# [Collected data]
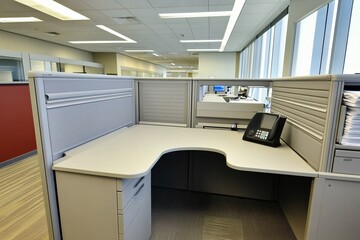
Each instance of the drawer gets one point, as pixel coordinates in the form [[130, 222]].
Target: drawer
[[131, 189], [347, 162], [126, 217], [140, 227]]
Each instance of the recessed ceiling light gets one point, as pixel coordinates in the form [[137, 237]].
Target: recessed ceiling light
[[235, 13], [195, 14], [54, 9], [203, 50], [95, 42], [200, 41], [138, 51], [115, 33], [19, 19]]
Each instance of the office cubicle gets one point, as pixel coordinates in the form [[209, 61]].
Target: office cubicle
[[291, 192]]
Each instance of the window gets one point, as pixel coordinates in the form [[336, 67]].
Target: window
[[278, 53], [313, 42], [11, 69], [264, 57], [352, 60]]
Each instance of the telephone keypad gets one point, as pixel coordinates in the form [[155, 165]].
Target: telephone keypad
[[262, 134]]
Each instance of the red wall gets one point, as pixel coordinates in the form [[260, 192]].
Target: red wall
[[17, 135]]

# [EXERCISE BRIEF]
Return every line of the listing above word for word, omitting the pictures.

# [FINISHED TASK]
Each instance of the drawer gets one point, as pixel coordinates in the form [[130, 222]].
Target: drawer
[[131, 189], [347, 162], [126, 217], [140, 227]]
Each instance of the recessed ceiling light gets one point, as pixel coordinates in the form [[137, 237]].
Target: recessed ceiling light
[[235, 13], [195, 14], [54, 9], [203, 50], [95, 42], [200, 41], [138, 51], [115, 33], [19, 19]]
Each instance of the office cubicle gets one point, as pixel coordinates in the form [[209, 61]].
Target: office cubicle
[[291, 192]]
Each instance of the window gets one point, as pixel coordinates in the form [[336, 67]].
Target: window
[[278, 53], [313, 42], [11, 69], [264, 57], [352, 60]]
Each instance of the telephone keypad gets one point, as pixel coordinates in the form [[155, 165]].
Target: telephone keypad
[[262, 134]]
Each instance of the red wall gets one point, as pixel coordinates in the form [[260, 192]].
Target: red wall
[[17, 135]]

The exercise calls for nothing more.